In the text on feminism and contemporary art, who became the first woman to represent the U.S. at the Venice Biennale?

Text provided
※ ※ ※

While the scholars squabble, practicing artists such as Schapiro, Chicago and Spero have tried to create a new, women's art. Their work has incorporated techniques of traditional "women's work" -- quilting, embroidery, crafts -- or explored female sexuality. Inspired by Islamic and Near Eastern designs, Schapiro, Joyce Kozloff and others have produced large works resembling huge swatches of patterned fabric. Their tableaux infused geometric abstraction's smooth, minimalist surfaces with an explosion of zigzags and curlicues. Thus during the 1970s emerged the style called pattern and decoration.

Of course, not all female artists today are overtly feminist. Gender has not explicitly been an issue in the work of Susan Rothenberg or Jennifer Bartlett, two of the most successful contemporary painters. Nor does it dominate the work of media artist Jenny Holzer, who this year became the first woman to represent the U.S. at the Venice Biennale. Still, the force of feminism has helped improve the odds that a female artist's work will be exhibited and taken seriously. This year's most visible example was "The Decade Show," a three-museum summer exhibition in New York City that featured a multiracial roster of artists, including many women.

"Feminism seeded the democratization of art," says Schapiro. Traditionalists may snicker, but under its influence mainstream critical discourse has broadened to consider the social, historical and political contexts in which art is produced. Rediscovered female artists are not listed in every syllabus, but more and more students, art educators point out, are eager to learn about ignored talents. How to select which ones to study? Says Spero: "It's so subjective. It always comes down to that old chestnut, quality." Whether feminists like it or not, the viewer's quest for quality may be as fundamental, and inevitable, as the artist's urge to create.

※ ※ ※

Information shown
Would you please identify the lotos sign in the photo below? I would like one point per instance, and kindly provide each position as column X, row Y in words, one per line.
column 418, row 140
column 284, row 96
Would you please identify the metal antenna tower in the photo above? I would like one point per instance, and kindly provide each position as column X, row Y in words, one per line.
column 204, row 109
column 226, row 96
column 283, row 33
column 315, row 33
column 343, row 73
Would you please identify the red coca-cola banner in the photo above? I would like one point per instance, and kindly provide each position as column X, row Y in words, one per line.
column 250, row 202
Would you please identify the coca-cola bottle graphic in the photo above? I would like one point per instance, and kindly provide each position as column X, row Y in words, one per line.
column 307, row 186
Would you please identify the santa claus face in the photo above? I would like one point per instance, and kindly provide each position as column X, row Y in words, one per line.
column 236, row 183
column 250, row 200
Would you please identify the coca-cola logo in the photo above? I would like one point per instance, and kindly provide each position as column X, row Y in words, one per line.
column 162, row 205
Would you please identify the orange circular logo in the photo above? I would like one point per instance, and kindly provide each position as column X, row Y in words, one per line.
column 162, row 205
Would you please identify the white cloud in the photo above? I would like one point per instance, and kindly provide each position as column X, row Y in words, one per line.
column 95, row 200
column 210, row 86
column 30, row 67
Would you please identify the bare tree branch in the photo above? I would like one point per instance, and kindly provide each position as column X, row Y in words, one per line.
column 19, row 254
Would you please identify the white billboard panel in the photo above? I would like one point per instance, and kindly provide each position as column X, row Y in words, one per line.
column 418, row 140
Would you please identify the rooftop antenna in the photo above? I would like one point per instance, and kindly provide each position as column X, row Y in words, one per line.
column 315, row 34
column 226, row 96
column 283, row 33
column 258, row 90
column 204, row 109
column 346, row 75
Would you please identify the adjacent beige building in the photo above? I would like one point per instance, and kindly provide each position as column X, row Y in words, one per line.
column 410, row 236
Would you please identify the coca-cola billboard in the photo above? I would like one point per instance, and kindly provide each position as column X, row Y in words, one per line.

※ ※ ※

Task response
Jenny Holzer, a media artist.